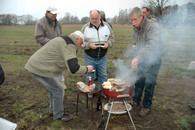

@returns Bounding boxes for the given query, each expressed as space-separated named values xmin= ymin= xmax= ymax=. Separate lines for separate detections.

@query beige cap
xmin=73 ymin=30 xmax=85 ymax=42
xmin=46 ymin=6 xmax=59 ymax=14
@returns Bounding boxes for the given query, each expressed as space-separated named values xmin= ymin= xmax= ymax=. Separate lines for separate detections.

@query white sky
xmin=0 ymin=0 xmax=193 ymax=20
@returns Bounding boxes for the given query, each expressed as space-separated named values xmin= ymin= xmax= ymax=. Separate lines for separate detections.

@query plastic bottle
xmin=88 ymin=77 xmax=92 ymax=87
xmin=88 ymin=77 xmax=93 ymax=98
xmin=97 ymin=96 xmax=101 ymax=111
xmin=92 ymin=83 xmax=96 ymax=90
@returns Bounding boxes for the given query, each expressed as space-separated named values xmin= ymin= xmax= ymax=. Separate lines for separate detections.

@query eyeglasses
xmin=130 ymin=15 xmax=141 ymax=22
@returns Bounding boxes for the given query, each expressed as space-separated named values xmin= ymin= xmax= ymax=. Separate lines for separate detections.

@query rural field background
xmin=0 ymin=25 xmax=194 ymax=130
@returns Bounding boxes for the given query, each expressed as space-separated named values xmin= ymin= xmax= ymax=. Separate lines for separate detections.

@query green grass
xmin=176 ymin=115 xmax=195 ymax=130
xmin=50 ymin=120 xmax=63 ymax=129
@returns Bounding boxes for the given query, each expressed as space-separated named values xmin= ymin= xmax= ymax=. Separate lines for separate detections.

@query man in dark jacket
xmin=141 ymin=7 xmax=157 ymax=22
xmin=130 ymin=7 xmax=162 ymax=117
xmin=35 ymin=6 xmax=62 ymax=46
xmin=99 ymin=10 xmax=112 ymax=29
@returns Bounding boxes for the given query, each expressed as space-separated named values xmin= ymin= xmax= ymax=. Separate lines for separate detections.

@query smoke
xmin=112 ymin=3 xmax=195 ymax=83
xmin=113 ymin=58 xmax=137 ymax=84
xmin=160 ymin=3 xmax=195 ymax=69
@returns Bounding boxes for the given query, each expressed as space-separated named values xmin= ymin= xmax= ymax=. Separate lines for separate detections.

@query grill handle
xmin=117 ymin=94 xmax=130 ymax=98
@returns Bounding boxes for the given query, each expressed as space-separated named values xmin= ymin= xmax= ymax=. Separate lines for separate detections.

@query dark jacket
xmin=133 ymin=15 xmax=163 ymax=64
xmin=35 ymin=15 xmax=62 ymax=46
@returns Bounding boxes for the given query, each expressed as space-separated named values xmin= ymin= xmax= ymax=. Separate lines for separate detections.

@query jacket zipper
xmin=97 ymin=29 xmax=101 ymax=59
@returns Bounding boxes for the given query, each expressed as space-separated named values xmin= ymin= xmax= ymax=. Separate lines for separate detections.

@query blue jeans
xmin=32 ymin=74 xmax=65 ymax=119
xmin=84 ymin=53 xmax=107 ymax=91
xmin=132 ymin=59 xmax=161 ymax=109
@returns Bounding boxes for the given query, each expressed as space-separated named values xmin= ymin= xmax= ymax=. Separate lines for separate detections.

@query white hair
xmin=129 ymin=7 xmax=143 ymax=17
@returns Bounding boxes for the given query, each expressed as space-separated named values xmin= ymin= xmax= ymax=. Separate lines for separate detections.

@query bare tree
xmin=111 ymin=15 xmax=118 ymax=24
xmin=117 ymin=9 xmax=129 ymax=24
xmin=0 ymin=14 xmax=36 ymax=25
xmin=59 ymin=12 xmax=71 ymax=24
xmin=24 ymin=14 xmax=36 ymax=25
xmin=71 ymin=16 xmax=80 ymax=24
xmin=2 ymin=14 xmax=12 ymax=25
xmin=11 ymin=14 xmax=19 ymax=25
xmin=186 ymin=2 xmax=195 ymax=22
xmin=142 ymin=0 xmax=170 ymax=23
xmin=80 ymin=17 xmax=89 ymax=24
xmin=59 ymin=12 xmax=81 ymax=25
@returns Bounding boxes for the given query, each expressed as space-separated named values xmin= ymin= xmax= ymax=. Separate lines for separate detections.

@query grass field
xmin=0 ymin=25 xmax=195 ymax=130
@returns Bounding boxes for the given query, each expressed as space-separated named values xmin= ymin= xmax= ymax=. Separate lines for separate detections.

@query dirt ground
xmin=0 ymin=25 xmax=194 ymax=130
xmin=0 ymin=68 xmax=194 ymax=130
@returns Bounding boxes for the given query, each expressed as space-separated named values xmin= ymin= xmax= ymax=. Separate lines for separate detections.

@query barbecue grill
xmin=102 ymin=79 xmax=136 ymax=130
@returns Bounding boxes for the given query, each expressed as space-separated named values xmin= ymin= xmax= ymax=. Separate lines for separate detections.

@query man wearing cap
xmin=25 ymin=31 xmax=93 ymax=121
xmin=35 ymin=6 xmax=62 ymax=46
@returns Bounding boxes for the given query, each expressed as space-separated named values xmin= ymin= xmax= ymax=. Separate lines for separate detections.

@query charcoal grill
xmin=102 ymin=81 xmax=136 ymax=130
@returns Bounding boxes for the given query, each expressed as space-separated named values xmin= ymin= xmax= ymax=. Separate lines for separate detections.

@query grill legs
xmin=104 ymin=100 xmax=136 ymax=130
xmin=124 ymin=100 xmax=136 ymax=130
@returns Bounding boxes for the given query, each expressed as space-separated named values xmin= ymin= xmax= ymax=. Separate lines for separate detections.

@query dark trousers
xmin=132 ymin=59 xmax=161 ymax=109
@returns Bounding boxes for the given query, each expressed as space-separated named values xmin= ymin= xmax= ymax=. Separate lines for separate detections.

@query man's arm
xmin=35 ymin=22 xmax=50 ymax=46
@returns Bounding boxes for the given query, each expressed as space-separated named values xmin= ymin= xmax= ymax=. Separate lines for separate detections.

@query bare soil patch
xmin=0 ymin=70 xmax=194 ymax=130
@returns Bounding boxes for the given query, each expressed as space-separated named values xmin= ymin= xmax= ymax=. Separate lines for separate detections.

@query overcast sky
xmin=0 ymin=0 xmax=193 ymax=19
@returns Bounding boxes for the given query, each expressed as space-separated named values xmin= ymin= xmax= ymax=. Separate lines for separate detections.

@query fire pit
xmin=101 ymin=78 xmax=136 ymax=130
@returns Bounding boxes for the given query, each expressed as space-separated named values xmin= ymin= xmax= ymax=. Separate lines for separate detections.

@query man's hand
xmin=102 ymin=43 xmax=108 ymax=49
xmin=87 ymin=65 xmax=94 ymax=72
xmin=132 ymin=58 xmax=139 ymax=69
xmin=90 ymin=43 xmax=97 ymax=49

+===+

HOW TO COMPLETE THIS TASK - Pictures within the entries must not be reproduced; everything else is to be restated verbatim.

RESPONSE AREA -
@returns Bounding boxes for the given query, each expressed as space-separated named values xmin= ymin= xmax= ymax=. Separate lines for separate detections.

@query beige cap
xmin=73 ymin=30 xmax=85 ymax=42
xmin=46 ymin=6 xmax=59 ymax=14
@returns Bounding boxes for the given query, each expressed as space-separated named values xmin= ymin= xmax= ymax=. Separate lines for separate detections.

@query white sky
xmin=0 ymin=0 xmax=193 ymax=20
@returns Bounding boxes for the given query, each expressed as space-separated named values xmin= ymin= xmax= ymax=. Separate lines for separate detections.

@query plastic bottle
xmin=88 ymin=77 xmax=92 ymax=87
xmin=88 ymin=77 xmax=93 ymax=98
xmin=97 ymin=96 xmax=101 ymax=111
xmin=92 ymin=83 xmax=96 ymax=90
@returns Bounding boxes for the given query, each expressed as space-separated named values xmin= ymin= xmax= ymax=. Separate lines for separate detections.

@query eyeglasses
xmin=130 ymin=15 xmax=141 ymax=22
@returns Bounding boxes for the given query, each expressed as space-separated named values xmin= ymin= xmax= ymax=. Separate lines for separate detections.

@query rural field background
xmin=0 ymin=25 xmax=194 ymax=130
@returns Bounding boxes for the given query, each expressed as space-separated named values xmin= ymin= xmax= ymax=. Separate lines for separate detections.

@query green grass
xmin=176 ymin=115 xmax=195 ymax=130
xmin=50 ymin=120 xmax=63 ymax=129
@returns Bounding boxes for the given query, each expressed as space-separated named values xmin= ymin= xmax= ymax=. Separate lines for separate detections.

@query man in dark jacket
xmin=141 ymin=7 xmax=157 ymax=22
xmin=130 ymin=7 xmax=162 ymax=117
xmin=35 ymin=6 xmax=62 ymax=46
xmin=99 ymin=10 xmax=112 ymax=29
@returns Bounding boxes for the given query, each expressed as space-separated named values xmin= ymin= xmax= ymax=. Separate lines for separate detections.

@query smoke
xmin=112 ymin=3 xmax=195 ymax=83
xmin=113 ymin=58 xmax=137 ymax=84
xmin=160 ymin=3 xmax=195 ymax=69
@returns Bounding boxes for the given query, each expressed as space-separated named values xmin= ymin= xmax= ymax=. Separate lines for separate detections.

@query grill handle
xmin=117 ymin=94 xmax=130 ymax=98
@returns Bounding boxes for the given query, each expressed as space-separated named values xmin= ymin= xmax= ymax=. Separate lines for separate detections.

@query dark jacket
xmin=133 ymin=15 xmax=163 ymax=64
xmin=35 ymin=15 xmax=62 ymax=46
@returns Bounding boxes for the given query, each expressed as space-separated named values xmin= ymin= xmax= ymax=. Separate lines for separate detections.

@query jacket zipper
xmin=97 ymin=29 xmax=101 ymax=59
@returns Bounding boxes for the given query, each expressed as space-separated named values xmin= ymin= xmax= ymax=. Separate lines for separate detections.

@query blue jeans
xmin=32 ymin=74 xmax=65 ymax=119
xmin=84 ymin=53 xmax=107 ymax=91
xmin=132 ymin=59 xmax=161 ymax=109
@returns Bounding boxes for the given query, each expressed as space-separated named values xmin= ymin= xmax= ymax=. Separate lines for separate detections.

@query white hair
xmin=129 ymin=7 xmax=143 ymax=17
@returns Bounding boxes for the given query, each expressed as space-separated named values xmin= ymin= xmax= ymax=. Separate lines for separate detections.

@query bare tree
xmin=111 ymin=15 xmax=118 ymax=24
xmin=117 ymin=9 xmax=129 ymax=24
xmin=0 ymin=14 xmax=36 ymax=25
xmin=59 ymin=12 xmax=71 ymax=24
xmin=24 ymin=14 xmax=36 ymax=25
xmin=71 ymin=16 xmax=80 ymax=24
xmin=2 ymin=14 xmax=12 ymax=25
xmin=11 ymin=14 xmax=19 ymax=25
xmin=186 ymin=2 xmax=195 ymax=22
xmin=142 ymin=0 xmax=170 ymax=23
xmin=80 ymin=17 xmax=89 ymax=24
xmin=59 ymin=12 xmax=81 ymax=25
@returns Bounding boxes for the given query, each expressed as space-separated named values xmin= ymin= xmax= ymax=. Separate lines for separate detections.

@query grass field
xmin=0 ymin=25 xmax=195 ymax=130
@returns Bounding boxes for the given query, each expressed as space-separated named values xmin= ymin= xmax= ymax=. Separate lines for separate detections.

@query dirt ground
xmin=0 ymin=25 xmax=194 ymax=130
xmin=0 ymin=68 xmax=194 ymax=130
@returns Bounding boxes for the given query, each expressed as space-separated named values xmin= ymin= xmax= ymax=. Separate lines for separate detections.

@query barbecue grill
xmin=102 ymin=79 xmax=136 ymax=130
@returns Bounding boxes for the given query, each expressed as space-separated named values xmin= ymin= xmax= ymax=. Separate lines for separate detections.

@query man wearing cap
xmin=25 ymin=31 xmax=93 ymax=121
xmin=35 ymin=6 xmax=62 ymax=46
@returns Bounding boxes for the given query, each expressed as space-separated named values xmin= ymin= xmax= ymax=. Separate lines for separate detections.

@query charcoal grill
xmin=102 ymin=81 xmax=136 ymax=130
@returns Bounding boxes for the given query, each expressed as space-separated named values xmin= ymin= xmax= ymax=. Separate lines for separate detections.

@query grill legs
xmin=104 ymin=100 xmax=136 ymax=130
xmin=124 ymin=100 xmax=136 ymax=130
@returns Bounding boxes for the given query, each expressed as space-separated named values xmin= ymin= xmax= ymax=. Separate lines for separate detections.

@query dark trousers
xmin=132 ymin=59 xmax=161 ymax=109
@returns Bounding boxes for the given query, each expressed as space-separated named values xmin= ymin= xmax= ymax=. Separate lines for separate detections.

@query man's arm
xmin=35 ymin=22 xmax=50 ymax=46
@returns Bounding boxes for the given query, each expressed as space-separated named values xmin= ymin= xmax= ymax=. Separate lines for separate detections.

@query bare soil patch
xmin=0 ymin=70 xmax=194 ymax=130
@returns Bounding boxes for the given query, each expressed as space-separated named values xmin= ymin= xmax= ymax=. Separate lines for separate detections.

@query overcast sky
xmin=0 ymin=0 xmax=193 ymax=19
@returns Bounding boxes for the given query, each expressed as space-separated named values xmin= ymin= xmax= ymax=. Separate lines for separate detections.

@query fire pit
xmin=101 ymin=78 xmax=136 ymax=130
@returns Bounding boxes for the given query, each expressed as space-separated named values xmin= ymin= xmax= ymax=. Separate lines for separate detections.

@query man's hand
xmin=102 ymin=43 xmax=108 ymax=49
xmin=87 ymin=65 xmax=94 ymax=72
xmin=132 ymin=58 xmax=139 ymax=69
xmin=90 ymin=43 xmax=97 ymax=49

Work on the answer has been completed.